• _WHAT IS NEEDED_: Edit the part of the material that opens with the line containing "If you could mark the green" and runs through the end of the material, replacing "maroon passenger car" with "red passenger car" and leaving everything else unchanged.

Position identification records
[start]

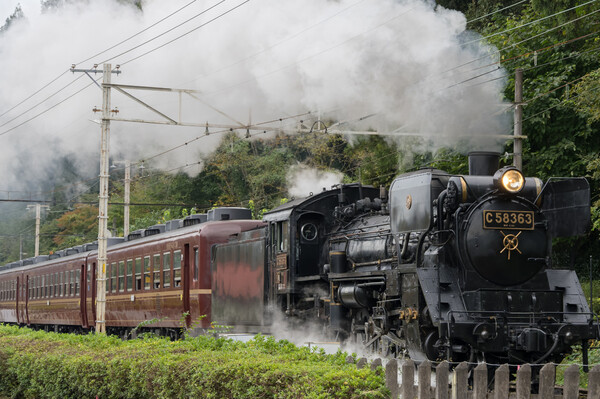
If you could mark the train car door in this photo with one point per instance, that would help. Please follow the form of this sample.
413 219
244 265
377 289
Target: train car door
90 293
82 297
17 298
187 278
26 294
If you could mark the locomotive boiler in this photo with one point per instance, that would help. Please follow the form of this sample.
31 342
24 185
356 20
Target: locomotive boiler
447 267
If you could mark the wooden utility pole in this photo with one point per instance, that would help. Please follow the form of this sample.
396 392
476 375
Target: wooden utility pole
103 206
518 125
38 209
127 199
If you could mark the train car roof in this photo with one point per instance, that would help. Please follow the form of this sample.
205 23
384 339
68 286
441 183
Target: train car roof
284 211
125 244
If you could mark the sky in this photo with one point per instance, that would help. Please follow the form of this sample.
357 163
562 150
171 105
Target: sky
402 63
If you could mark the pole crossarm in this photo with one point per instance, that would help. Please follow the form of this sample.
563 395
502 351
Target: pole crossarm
134 98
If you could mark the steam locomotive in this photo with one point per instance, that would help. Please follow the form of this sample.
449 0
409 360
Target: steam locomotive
449 267
444 267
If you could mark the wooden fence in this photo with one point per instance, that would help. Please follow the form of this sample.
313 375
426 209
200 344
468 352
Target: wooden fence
459 387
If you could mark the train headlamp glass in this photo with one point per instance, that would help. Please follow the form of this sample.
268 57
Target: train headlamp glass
509 180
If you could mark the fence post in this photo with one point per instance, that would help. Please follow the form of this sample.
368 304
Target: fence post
480 381
524 382
391 378
423 389
501 382
571 388
594 383
459 381
547 380
408 379
362 362
441 380
376 363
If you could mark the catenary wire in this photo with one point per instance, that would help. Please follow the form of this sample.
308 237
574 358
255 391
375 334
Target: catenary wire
186 33
139 33
164 33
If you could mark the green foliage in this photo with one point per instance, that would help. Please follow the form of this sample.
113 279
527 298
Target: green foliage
576 358
15 16
47 365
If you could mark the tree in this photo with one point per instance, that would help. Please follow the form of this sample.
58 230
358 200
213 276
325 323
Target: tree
15 16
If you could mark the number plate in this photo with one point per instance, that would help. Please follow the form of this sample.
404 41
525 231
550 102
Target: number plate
509 220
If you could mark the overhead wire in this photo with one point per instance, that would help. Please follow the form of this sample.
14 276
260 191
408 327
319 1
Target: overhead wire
497 11
529 23
165 32
186 33
34 93
42 101
521 42
138 33
46 110
89 58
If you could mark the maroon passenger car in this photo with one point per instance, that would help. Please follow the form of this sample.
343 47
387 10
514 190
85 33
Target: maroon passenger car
156 276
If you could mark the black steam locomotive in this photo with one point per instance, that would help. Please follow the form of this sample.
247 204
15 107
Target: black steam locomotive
447 267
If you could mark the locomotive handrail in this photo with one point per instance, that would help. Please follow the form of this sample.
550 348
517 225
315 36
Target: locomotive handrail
555 178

[end]

• _SOLVED PROBLEM_:
If you could mark the green foliage in this photo with one point per instance, that would help. Please follow the form of this sample.
113 279
527 298
Target: green foliage
576 358
15 16
47 365
If you could mark the tree in this photo with one point per instance, that would help. Please follow the form of this sample.
58 230
358 200
213 276
325 323
Target: tree
15 16
If you could mark the number plate in this photo with one point per instance, that would help. Please follow the form of this sample.
404 41
525 231
550 102
Target: number plate
509 220
If you could mark the overhead wire in this photo with one point per instance, that would help. Please follow the form of this sample.
14 276
260 191
408 327
319 1
Target: overhead wire
497 11
529 23
165 32
186 33
34 93
42 101
521 42
138 33
46 110
89 58
If you could mark the red passenger car in this photo with one point per instance, that would help. Please follow the form of this sample.
343 47
387 10
514 190
85 33
Target: red passenger car
156 276
If you could mark the black steam locomotive in this photo with one point per instance, that would help. Please follow the form of this sample.
247 204
15 107
Target: black steam locomotive
447 267
If you could mark the locomotive handrail in this photo with one point per instance, that would help. Please follow the form of this sample.
550 348
517 225
315 36
Target: locomotive handrail
555 178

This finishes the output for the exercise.